# Excerpts from pointing data

----

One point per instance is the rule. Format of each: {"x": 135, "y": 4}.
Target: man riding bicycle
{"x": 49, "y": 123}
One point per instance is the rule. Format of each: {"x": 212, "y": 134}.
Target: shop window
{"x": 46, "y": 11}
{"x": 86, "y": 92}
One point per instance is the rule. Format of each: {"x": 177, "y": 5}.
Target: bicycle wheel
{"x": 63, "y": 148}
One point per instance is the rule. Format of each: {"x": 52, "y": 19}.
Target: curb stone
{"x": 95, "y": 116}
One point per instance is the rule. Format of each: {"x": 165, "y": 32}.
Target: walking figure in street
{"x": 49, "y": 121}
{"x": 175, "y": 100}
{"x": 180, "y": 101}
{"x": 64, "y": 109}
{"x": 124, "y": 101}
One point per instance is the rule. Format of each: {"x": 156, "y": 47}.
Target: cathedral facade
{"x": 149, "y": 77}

----

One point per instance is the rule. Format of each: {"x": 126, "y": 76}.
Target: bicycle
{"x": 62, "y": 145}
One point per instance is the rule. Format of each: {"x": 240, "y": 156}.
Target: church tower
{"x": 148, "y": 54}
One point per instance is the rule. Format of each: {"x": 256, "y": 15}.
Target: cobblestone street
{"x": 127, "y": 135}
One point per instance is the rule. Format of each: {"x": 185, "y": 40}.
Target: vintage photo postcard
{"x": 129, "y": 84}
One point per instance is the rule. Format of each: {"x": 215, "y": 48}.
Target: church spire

----

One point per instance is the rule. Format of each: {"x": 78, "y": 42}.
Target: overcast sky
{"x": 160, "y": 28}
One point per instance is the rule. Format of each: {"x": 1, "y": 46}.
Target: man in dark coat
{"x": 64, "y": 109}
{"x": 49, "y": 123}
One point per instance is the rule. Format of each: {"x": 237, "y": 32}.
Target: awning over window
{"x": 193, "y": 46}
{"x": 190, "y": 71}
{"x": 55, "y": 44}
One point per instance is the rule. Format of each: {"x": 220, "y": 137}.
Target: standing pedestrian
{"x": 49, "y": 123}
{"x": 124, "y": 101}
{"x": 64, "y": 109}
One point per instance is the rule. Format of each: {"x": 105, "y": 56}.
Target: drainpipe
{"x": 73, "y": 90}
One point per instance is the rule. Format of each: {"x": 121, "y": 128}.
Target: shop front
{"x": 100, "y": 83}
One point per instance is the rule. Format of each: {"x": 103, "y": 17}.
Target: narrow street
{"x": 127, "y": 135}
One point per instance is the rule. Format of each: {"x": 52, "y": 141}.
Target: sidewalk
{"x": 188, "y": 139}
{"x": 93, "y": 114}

----

# TASK
Find each line in the entries above that contains the word "shop" and copy those lines.

# RESPONSE
Target: shop window
Target: shop front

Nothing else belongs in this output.